_LIST OF TASKS_.
A: Please write out the part of the vector-space excerpt that runs from "Thus we are" down to "Example (Stocks)", copied word for word.
B: Go on with the vector-space excerpt, starting right after its final sentence.

Often, however, three coordinates are not enough to represent all the desired information. This is shown by the following two examples:

Suppose, we send off a radio probe (balloon with measurement device), in order to investigate the earth's atmosphere. Beside the position of the probe (three data points) we record different measured data, namely temperature and air pressure. The three coordinates of the ${\displaystyle \mathbb {R} ^{3}}$ are already needed to represent the position of the probe. For the representation of the other measured values we need two more coordinates. We assume that the probe is located 20 m in eastern direction, 30 m in northern direction and in a height of 15 m starting from the measuring station. Our instruments in the radio probe show at this time a temperature of 13° C and an air pressure of 1 bar. To write down all recorded data at once, we write down the row vector ${\displaystyle a=(20,30,15,13,1)^{T}}$. Here, the superscript T (transposed) allows the space-saving notation as a row vector. The notation as column vector is

${\displaystyle a={\begin{pmatrix}20\\30\\15\\13\\1\end{pmatrix}}}$

Thus we are in ${\displaystyle \mathbb {R} ^{5}}$ instead of ${\displaystyle \mathbb {R} ^{3}}$, because we need five instead of three numbers to describe the vector.

Example (Stocks)

We consider the stock values of 30 companies at a certain point of time. We can record those in a vector with 30 entries, where each entry stands for the value of the respective share at the specific point in time. We get a vector in ${\displaystyle \mathbb {R} ^{30}}$ that gives the current state of the financial market. We can extend the 30 values further by including other stocks. Ultimately, then, we can choose any natural number ${\displaystyle n}$ as the dimension of our "stock vector". The current state of a stock market can thus be encoded by a vector of the ${\displaystyle \mathbb {R} ^{n}}$ with ${\displaystyle n}$ entries.

We have seen from the examples that it can be useful to extend ${\displaystyle \mathbb {R} }$ by adding more dimensions to a general vector space ${\displaystyle \mathbb {R} ^{n}}$. And there are many more examples! In the transition from ${\displaystyle \mathbb {R} ^{2}}$ to ${\displaystyle \mathbb {R} ^{3}}$ we can still vividly imagine that we increase the dimension by adding an independent direction. In higher dimensions we lack this geometric notion. However, we can imagine higher dimensional vector spaces very well in the tuple notation. An additional dimension can be achieved by adding another number. These numbers can all be chosen independently and we call them coordinates.

_DATASET EXCERPT_.
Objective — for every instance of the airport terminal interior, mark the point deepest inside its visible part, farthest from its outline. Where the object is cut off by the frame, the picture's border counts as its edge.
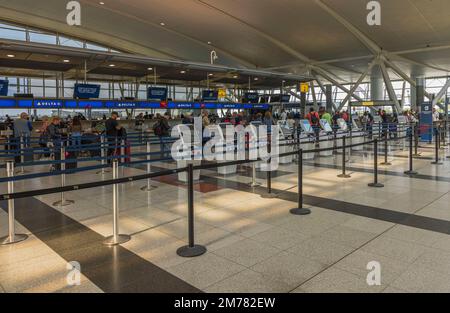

_EXPECTED RESULTS_.
A:
Thus we are in ${\displaystyle \mathbb {R} ^{5}}$ instead of ${\displaystyle \mathbb {R} ^{3}}$, because we need five instead of three numbers to describe the vector.

Example (Stocks)

B:
## Generalization to ${\displaystyle K^{n}}$

So far we have created vector spaces by adding further dimensions to ${\displaystyle \mathbb {R} }$. Now we want to look at which properties of the real numbers are relevant for this and, based on this, generalize the vector space notion further. We are familiar with the rules of ${\displaystyle \mathbb {R} }$. We already know the vector addition and the scalar multiplication in ${\displaystyle \mathbb {R} ^{2}}$ and in ${\displaystyle \mathbb {R} ^{3}}$ and we can visualize these vividly.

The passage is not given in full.